■ Work request
I'd like every record written out again, exactly as it is.

(Supplied records begins)

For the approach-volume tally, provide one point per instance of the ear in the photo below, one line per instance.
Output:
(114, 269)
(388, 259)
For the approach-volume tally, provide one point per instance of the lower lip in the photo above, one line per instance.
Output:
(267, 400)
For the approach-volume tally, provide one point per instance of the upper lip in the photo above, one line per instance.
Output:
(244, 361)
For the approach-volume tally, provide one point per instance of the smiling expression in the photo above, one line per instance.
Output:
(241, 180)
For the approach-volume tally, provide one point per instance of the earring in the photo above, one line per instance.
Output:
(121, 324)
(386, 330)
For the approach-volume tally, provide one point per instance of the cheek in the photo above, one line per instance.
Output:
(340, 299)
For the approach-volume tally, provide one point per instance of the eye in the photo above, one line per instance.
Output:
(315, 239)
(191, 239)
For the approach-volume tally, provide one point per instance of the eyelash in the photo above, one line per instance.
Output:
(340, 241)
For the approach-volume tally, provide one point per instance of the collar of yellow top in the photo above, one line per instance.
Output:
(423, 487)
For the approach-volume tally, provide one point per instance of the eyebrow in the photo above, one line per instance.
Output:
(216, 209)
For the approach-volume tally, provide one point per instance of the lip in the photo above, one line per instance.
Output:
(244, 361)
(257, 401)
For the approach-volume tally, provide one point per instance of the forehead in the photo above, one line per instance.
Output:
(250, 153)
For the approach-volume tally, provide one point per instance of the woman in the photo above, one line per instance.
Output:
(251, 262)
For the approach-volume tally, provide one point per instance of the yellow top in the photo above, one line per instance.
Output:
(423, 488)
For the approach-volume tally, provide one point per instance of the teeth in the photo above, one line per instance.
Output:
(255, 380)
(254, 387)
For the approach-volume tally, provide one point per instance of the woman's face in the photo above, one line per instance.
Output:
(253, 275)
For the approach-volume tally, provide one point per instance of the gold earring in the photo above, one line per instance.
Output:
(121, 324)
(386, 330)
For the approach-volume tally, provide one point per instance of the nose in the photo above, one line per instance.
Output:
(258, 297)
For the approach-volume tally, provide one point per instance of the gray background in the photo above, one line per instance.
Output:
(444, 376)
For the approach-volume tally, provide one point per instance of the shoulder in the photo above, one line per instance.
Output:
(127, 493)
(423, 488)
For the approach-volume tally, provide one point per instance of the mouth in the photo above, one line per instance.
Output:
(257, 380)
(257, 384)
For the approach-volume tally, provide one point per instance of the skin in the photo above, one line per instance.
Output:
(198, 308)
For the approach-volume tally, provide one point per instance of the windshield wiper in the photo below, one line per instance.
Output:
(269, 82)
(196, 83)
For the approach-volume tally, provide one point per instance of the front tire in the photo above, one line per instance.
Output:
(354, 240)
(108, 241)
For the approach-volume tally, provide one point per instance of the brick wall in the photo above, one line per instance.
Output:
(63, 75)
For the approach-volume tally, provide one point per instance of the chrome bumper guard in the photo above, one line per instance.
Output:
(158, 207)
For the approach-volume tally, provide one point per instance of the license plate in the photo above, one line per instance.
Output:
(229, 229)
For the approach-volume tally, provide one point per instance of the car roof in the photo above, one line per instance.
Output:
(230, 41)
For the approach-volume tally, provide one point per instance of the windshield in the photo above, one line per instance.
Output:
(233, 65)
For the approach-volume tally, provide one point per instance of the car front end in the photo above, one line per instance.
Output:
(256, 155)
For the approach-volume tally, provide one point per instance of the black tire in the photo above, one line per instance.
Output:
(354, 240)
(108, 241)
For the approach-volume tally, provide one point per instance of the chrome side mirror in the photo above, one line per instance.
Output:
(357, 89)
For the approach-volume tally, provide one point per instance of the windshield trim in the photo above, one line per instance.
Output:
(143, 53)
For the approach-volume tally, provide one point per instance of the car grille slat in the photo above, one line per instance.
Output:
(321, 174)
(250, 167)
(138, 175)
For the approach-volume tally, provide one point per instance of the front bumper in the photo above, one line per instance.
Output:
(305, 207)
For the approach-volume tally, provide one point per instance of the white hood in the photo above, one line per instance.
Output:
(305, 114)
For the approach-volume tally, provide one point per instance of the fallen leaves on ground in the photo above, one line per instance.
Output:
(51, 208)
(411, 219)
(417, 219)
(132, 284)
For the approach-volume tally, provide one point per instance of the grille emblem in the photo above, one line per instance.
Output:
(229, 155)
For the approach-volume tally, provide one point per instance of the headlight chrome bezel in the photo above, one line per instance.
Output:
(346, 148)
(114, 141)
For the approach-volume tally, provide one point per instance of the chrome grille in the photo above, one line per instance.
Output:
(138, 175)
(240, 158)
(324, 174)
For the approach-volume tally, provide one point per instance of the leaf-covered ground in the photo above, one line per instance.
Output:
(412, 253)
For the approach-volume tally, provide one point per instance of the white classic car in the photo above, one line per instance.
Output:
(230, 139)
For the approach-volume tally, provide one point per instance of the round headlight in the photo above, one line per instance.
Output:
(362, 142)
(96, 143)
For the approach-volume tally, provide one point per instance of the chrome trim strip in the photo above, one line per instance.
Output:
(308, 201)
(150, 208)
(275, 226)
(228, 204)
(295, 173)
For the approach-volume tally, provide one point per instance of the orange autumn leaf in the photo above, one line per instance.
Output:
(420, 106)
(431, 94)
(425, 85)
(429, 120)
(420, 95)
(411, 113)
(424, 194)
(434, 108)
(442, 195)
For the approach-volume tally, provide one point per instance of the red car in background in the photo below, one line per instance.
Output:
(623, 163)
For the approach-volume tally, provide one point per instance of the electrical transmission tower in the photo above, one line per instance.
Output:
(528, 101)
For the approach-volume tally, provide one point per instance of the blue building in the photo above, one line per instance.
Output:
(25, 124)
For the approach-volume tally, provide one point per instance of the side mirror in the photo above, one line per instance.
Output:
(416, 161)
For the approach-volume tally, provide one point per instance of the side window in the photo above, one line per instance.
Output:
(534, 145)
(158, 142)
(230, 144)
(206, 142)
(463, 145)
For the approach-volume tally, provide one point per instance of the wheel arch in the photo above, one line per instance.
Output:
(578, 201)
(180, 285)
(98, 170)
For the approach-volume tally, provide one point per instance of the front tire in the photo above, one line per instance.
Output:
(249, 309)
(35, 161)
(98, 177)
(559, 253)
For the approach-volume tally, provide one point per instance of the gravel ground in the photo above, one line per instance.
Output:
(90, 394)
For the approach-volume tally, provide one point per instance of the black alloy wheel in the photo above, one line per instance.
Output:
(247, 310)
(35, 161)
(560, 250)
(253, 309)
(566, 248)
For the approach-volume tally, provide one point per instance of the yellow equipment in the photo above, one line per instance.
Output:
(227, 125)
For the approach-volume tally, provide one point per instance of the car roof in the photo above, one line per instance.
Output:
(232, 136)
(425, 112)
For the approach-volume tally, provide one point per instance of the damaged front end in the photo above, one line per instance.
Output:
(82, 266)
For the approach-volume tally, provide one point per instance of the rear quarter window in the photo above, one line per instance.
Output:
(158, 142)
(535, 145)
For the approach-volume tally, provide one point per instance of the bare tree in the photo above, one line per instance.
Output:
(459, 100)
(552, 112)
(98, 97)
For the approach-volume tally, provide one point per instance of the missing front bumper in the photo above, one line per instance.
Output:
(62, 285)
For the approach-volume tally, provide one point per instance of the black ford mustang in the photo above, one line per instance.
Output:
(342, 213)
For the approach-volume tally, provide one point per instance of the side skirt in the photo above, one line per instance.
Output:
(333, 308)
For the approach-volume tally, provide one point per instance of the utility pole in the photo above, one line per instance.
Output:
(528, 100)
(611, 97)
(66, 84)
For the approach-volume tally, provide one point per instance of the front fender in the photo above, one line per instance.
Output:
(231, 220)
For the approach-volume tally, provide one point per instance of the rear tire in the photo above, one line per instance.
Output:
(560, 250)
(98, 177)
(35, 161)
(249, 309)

(Supplied records ends)

■ Your solution
For the approach-volume tally, provide one point per instance of the ear in the photo below, one line per instance.
Output:
(114, 269)
(388, 259)
For the approach-volume tally, provide one point per instance of the lower lip in the photo above, one line per instance.
Output:
(267, 400)
For the approach-volume tally, provide one point per instance of the upper lip in the photo above, one line per instance.
Output:
(244, 361)
For the approach-volume tally, provide one point per instance of the smiling expression in the photo above, one line per instance.
Output:
(241, 180)
For the approach-volume tally, provide one point per instance of the earring in the photo above, one line per instance.
Output:
(121, 324)
(386, 330)
For the approach-volume tally, provide one point per instance of the cheek in the photo above, one line per instance.
Output:
(340, 299)
For the approach-volume tally, provide one point per instance of the eye in the photo above, one line per instance.
Output:
(315, 239)
(191, 239)
For the approach-volume tally, provide one point per instance of the eyelash in the photo above, one line per instance.
Output:
(340, 241)
For the approach-volume tally, provide one point per instance of the collar of yellow top in the photo above, one line per instance.
Output:
(423, 487)
For the approach-volume tally, provide one point per instance of the eyebrow in the photo above, one line per instance.
Output:
(216, 209)
For the approach-volume tally, provide one point per instance of the lip in the photo above, one line per instance.
Output:
(244, 361)
(257, 401)
For the approach-volume tally, provide one point per instance of the forehead in the photo above, one line per instance.
Output:
(250, 153)
For the approach-volume tally, provide one point per instance of the woman in the photo above, one line per instance.
Output:
(251, 262)
For the approach-volume tally, provide one point per instance of the yellow top in the photo above, one line per instance.
Output:
(423, 488)
For the approach-volume tally, provide one point per instance of the teeth in the photo above, one line per instance.
Output:
(255, 380)
(254, 387)
For the approach-volume tally, provide one point per instance of the woman's face in the photo above, one line per instance.
Output:
(253, 275)
For the approach-volume tally, provide one point per instance of the gold earring in the photo above, one line per instance.
Output:
(121, 324)
(386, 330)
For the approach-volume tally, provide one point per instance of the nose in the photo above, one line per instance.
Output:
(258, 297)
For the approach-volume tally, provide one point per instance of the gray background in the photo above, one line per instance.
Output:
(444, 376)
For the approach-volume tally, provide one point per instance of the shoulder in the photo above, one line per instance.
Output:
(127, 493)
(423, 488)
For the approach-volume tally, provide one point per instance of the mouth in the photo above, one line per instance.
Output:
(257, 380)
(257, 384)
For the approach-volume tally, provide one point per instance of the skin in the photo above, one line per instance.
Output:
(198, 308)
For the approach-volume tally, provide one point per instance of the windshield wiper in the photo below, one line per instance.
Output:
(269, 82)
(196, 83)
For the approach-volume tally, provide one point per instance of the front tire in the photo above, one line per instance.
Output:
(354, 240)
(108, 241)
For the approach-volume tally, provide one point per instance of the brick wall in the photo above, one line per instance.
Output:
(63, 75)
For the approach-volume tally, provide one point per instance of the chrome bumper guard in the photo above, one line per instance.
Output:
(158, 207)
For the approach-volume tally, provide one point per instance of the license plate in the photo above, one line per instance.
Output:
(229, 229)
For the approach-volume tally, provide one point per instance of the car roof in the photo above, one line per instance.
Output:
(230, 41)
For the approach-volume tally, provide one point per instance of the windshield in the photo above, one line per instance.
Output:
(233, 65)
For the approach-volume tally, provide one point per instance of the car front end in the photo above, one line per instance.
Output:
(256, 155)
For the approach-volume tally, provide one point per instance of the black tire in the photo above, one line per instance.
Output:
(354, 240)
(108, 241)
For the approach-volume tally, provide one point per instance of the chrome side mirror in the photo above, one line per instance.
Output:
(357, 89)
For the approach-volume tally, provide one point per instance of the windshield trim in the photo above, one line per instance.
Output:
(143, 53)
For the approach-volume tally, provide one point per instance of the car grille slat in the photo above, one line per instance.
Output:
(321, 174)
(250, 167)
(138, 175)
For the approach-volume tally, provide one point per instance of the front bumper in the photo above, one line per instance.
Output:
(305, 207)
For the approach-volume tally, provide one point per instance of the white hood in the photo above, one line per instance.
Output:
(305, 114)
For the approach-volume tally, provide one point per instance of the fallen leaves on ground in the photo above, one line per instance.
Output:
(51, 208)
(411, 219)
(417, 219)
(132, 284)
For the approach-volume tally, provide one point per instance of the grille emblem in the photo above, one line per instance.
Output:
(229, 155)
For the approach-volume tally, provide one point per instance of the headlight chrome bezel in the photo above, one line per instance.
Output:
(346, 148)
(114, 141)
For the approach-volume tally, provide one point per instance of the chrome grille in the photo above, one line per instance.
Output:
(138, 175)
(240, 158)
(324, 174)
For the approach-volume tally, provide one point per instance of the leaf-covered ground in the photo above, one line per instance.
Output:
(412, 253)
For the approach-volume tally, provide one point per instance of the white classic car in the photo above, one line per instance.
Output:
(230, 139)
For the approach-volume tally, provide one point per instance of the round headlight in the photo above, one line per instance.
Output:
(362, 142)
(96, 143)
For the approach-volume tally, provide one point per instance of the chrome trim strip in the photo above, one line per instance.
Output:
(308, 201)
(150, 208)
(275, 226)
(228, 204)
(295, 173)
For the approach-volume tally, provide one point per instance of the orange autumn leaf in the photo above, one line per instance.
Output:
(420, 106)
(431, 94)
(425, 85)
(429, 120)
(420, 95)
(411, 113)
(424, 194)
(434, 108)
(442, 195)
For the approach-volume tally, provide one point per instance of the red car in background in the photo below, one line per instance.
Output:
(623, 163)
For the approach-volume tally, provide one point per instance of the electrical transmission tower in the photo above, one line per instance.
Output:
(528, 101)
For the approach-volume tally, provide one point per instance of the blue building in the photo above, one line per instance.
Output:
(25, 124)
For the approach-volume tally, provide one point per instance of the side mirror in the photo above, one line per instance.
Output:
(416, 161)
For the approach-volume tally, provide one point per instance of the side window in the photo above, one line per instance.
Output:
(534, 145)
(158, 142)
(230, 144)
(206, 142)
(463, 145)
For the approach-volume tally, provide one point per instance of the wheel arch in the photo above, one line per instance.
Output:
(578, 201)
(180, 285)
(98, 170)
For the approach-volume tally, provide one point per instance of the front tire in the photo above, one line per instance.
Output:
(249, 309)
(35, 161)
(98, 177)
(559, 253)
For the approach-volume tally, provide one point per instance of the gravel ground in the photo above, one line per instance.
Output:
(90, 394)
For the approach-volume tally, provide one point per instance of the black alloy wheel in the photo above, one line per instance.
Output:
(247, 310)
(35, 161)
(560, 250)
(253, 309)
(566, 248)
For the approach-volume tally, provide one point per instance of the yellow equipment in the photo above, one line per instance.
Output:
(227, 125)
For the approach-volume tally, provide one point per instance of the car roof in the photo above, one line per instance.
Output:
(232, 136)
(425, 112)
For the approach-volume tally, provide one point per instance of the damaged front end in the photo above, one line per instance.
Output:
(82, 266)
For the approach-volume tally, provide one point per instance of the rear quarter window in the photo above, one line per instance.
Output:
(158, 142)
(535, 145)
For the approach-volume tally, provide one point per instance of the bare tree in the photo above, one line per instance.
Output:
(459, 100)
(552, 112)
(98, 97)
For the approach-volume tally, provide one point per instance of the missing front bumper in the photo above, one line per instance.
Output:
(62, 285)
For the approach-volume tally, provide one point per instance of the black ford mustang in the photo above, one line per instance.
Output:
(342, 213)
For the approach-volume tally, provide one point per instance of the side skirt in the photo above, one line per instance.
Output:
(333, 308)
For the approach-volume tally, provide one point per instance of the utility pole in the photo above, one line per instance.
Output:
(528, 100)
(611, 97)
(66, 84)
For the approach-volume tally, provide one point per instance of the front fender in the photo above, one line per instance.
Output:
(231, 220)
For the approach-volume tally, provide one point per instance of the rear tire in the photo above, one line per instance.
Output:
(560, 250)
(98, 177)
(35, 161)
(249, 309)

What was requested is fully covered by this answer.